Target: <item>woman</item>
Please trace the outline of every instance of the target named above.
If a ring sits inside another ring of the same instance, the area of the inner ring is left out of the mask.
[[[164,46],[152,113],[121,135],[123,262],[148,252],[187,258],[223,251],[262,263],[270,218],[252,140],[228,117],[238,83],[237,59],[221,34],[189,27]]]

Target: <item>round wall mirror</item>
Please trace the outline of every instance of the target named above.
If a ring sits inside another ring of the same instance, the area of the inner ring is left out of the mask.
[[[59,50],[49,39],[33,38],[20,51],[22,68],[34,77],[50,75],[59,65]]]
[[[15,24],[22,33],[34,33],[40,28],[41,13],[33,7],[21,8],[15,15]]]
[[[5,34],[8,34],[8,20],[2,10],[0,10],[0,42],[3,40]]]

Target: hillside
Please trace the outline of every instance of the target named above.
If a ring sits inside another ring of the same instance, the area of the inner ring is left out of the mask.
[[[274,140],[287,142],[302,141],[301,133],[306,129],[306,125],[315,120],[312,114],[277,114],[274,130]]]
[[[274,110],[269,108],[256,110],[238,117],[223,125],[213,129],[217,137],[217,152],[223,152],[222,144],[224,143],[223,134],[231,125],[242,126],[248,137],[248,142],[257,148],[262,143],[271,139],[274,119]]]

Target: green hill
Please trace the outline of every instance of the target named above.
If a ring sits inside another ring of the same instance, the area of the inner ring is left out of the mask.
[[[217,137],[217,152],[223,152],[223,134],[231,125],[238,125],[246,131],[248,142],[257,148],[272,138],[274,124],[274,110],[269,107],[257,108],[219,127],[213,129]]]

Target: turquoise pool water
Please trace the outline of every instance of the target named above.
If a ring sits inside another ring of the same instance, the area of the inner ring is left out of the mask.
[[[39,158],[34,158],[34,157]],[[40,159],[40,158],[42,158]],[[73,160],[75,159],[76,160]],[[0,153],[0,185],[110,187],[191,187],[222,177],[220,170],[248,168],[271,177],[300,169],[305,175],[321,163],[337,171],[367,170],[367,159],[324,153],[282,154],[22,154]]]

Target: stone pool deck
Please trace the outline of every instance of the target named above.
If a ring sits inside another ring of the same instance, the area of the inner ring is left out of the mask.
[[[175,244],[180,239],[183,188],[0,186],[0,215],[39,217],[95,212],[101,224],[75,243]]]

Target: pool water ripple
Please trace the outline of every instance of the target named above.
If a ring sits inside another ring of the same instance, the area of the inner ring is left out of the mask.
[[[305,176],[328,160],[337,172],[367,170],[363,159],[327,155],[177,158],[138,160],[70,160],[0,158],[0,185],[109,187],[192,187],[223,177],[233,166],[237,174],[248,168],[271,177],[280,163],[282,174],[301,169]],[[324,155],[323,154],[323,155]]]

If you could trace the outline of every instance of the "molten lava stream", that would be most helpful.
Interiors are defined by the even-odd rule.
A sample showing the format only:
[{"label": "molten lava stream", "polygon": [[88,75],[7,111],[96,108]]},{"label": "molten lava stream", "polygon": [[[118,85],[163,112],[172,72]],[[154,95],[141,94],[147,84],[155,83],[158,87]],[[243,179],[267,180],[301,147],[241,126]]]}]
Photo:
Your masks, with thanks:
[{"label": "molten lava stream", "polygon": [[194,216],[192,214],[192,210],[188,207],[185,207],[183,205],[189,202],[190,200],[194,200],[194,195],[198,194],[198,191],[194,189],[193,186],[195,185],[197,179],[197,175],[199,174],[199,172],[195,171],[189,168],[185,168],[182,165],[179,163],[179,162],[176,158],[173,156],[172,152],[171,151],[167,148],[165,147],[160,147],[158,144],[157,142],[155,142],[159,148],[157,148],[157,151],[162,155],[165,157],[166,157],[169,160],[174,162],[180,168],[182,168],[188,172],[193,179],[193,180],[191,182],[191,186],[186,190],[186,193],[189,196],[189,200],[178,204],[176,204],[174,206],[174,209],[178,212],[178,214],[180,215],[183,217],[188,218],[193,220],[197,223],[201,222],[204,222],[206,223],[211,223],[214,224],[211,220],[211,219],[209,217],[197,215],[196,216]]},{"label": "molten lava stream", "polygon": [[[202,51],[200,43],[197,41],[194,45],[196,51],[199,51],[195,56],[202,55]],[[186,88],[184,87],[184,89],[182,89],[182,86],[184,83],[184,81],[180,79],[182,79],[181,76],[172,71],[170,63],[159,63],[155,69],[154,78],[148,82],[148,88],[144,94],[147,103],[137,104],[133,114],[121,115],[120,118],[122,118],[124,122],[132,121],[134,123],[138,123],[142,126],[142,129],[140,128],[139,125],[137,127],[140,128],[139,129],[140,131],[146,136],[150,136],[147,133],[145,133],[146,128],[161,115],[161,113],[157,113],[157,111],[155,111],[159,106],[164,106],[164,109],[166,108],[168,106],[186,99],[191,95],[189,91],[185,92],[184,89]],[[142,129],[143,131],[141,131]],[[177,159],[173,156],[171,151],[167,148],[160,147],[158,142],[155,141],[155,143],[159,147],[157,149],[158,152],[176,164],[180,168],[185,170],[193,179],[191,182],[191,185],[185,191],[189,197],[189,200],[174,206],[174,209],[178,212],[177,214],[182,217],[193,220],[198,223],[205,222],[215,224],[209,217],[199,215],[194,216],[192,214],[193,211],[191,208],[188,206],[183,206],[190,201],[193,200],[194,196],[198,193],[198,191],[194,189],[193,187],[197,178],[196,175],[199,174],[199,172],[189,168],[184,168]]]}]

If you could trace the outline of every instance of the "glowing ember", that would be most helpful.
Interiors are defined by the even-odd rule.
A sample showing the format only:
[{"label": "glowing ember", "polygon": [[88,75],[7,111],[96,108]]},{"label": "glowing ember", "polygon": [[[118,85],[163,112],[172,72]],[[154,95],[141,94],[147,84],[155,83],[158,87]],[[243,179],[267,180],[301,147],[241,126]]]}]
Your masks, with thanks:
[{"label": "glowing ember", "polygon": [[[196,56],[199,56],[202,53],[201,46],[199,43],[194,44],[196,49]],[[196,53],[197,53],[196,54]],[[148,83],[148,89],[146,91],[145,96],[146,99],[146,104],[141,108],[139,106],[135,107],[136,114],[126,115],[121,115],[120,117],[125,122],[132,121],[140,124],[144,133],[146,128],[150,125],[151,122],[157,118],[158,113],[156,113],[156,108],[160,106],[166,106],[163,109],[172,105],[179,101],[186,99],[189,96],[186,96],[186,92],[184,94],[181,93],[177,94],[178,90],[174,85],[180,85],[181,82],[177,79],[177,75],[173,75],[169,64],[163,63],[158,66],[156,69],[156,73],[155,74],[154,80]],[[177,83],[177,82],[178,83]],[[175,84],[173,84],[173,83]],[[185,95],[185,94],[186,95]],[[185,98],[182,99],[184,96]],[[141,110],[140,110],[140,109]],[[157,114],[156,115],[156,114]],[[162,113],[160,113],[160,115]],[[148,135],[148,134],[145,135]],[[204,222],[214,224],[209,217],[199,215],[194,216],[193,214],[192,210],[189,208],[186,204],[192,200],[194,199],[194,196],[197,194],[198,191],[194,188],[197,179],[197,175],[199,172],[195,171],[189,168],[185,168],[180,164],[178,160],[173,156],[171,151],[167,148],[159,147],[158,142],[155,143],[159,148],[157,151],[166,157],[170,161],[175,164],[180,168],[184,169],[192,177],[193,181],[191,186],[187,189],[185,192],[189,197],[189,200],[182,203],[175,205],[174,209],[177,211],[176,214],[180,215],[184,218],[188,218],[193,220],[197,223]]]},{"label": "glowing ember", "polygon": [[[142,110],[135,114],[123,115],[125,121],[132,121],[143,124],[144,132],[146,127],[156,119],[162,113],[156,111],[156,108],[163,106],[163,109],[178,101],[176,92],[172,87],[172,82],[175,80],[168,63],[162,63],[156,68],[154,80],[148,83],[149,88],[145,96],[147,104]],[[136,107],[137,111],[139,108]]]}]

▸ **What you need to do**:
Express everything from the first line of the entries down to the line containing "[[[5,34],[8,34],[8,20],[2,10],[0,10],[0,42],[3,40]]]" as a Markdown table with the columns No. and Line. Number each row, and leave out blank lines.

▸ **Answer to this exercise**:
| No. | Line |
|---|---|
| 1 | Target: <item>woman</item> |
| 2 | Please trace the outline of every instance of the target named above. |
| 3 | If a ring sits inside another ring of the same instance, the area of the inner ring is left out of the mask. |
| 4 | [[[164,46],[152,113],[121,135],[123,262],[148,252],[187,258],[223,251],[262,263],[270,218],[252,140],[228,117],[238,83],[237,59],[221,34],[189,27]]] |
| 5 | Target: <item>round wall mirror</item> |
| 6 | Please trace the outline of every instance of the target named above. |
| 7 | If a ring sits inside another ring of the same instance, the area of the inner ring is left out of the mask. |
| 8 | [[[59,50],[49,39],[33,38],[20,51],[22,68],[34,77],[50,75],[59,65]]] |
| 9 | [[[15,24],[22,33],[34,33],[40,28],[41,13],[33,7],[21,8],[15,15]]] |
| 10 | [[[5,34],[8,34],[8,20],[2,10],[0,10],[0,42],[3,40]]] |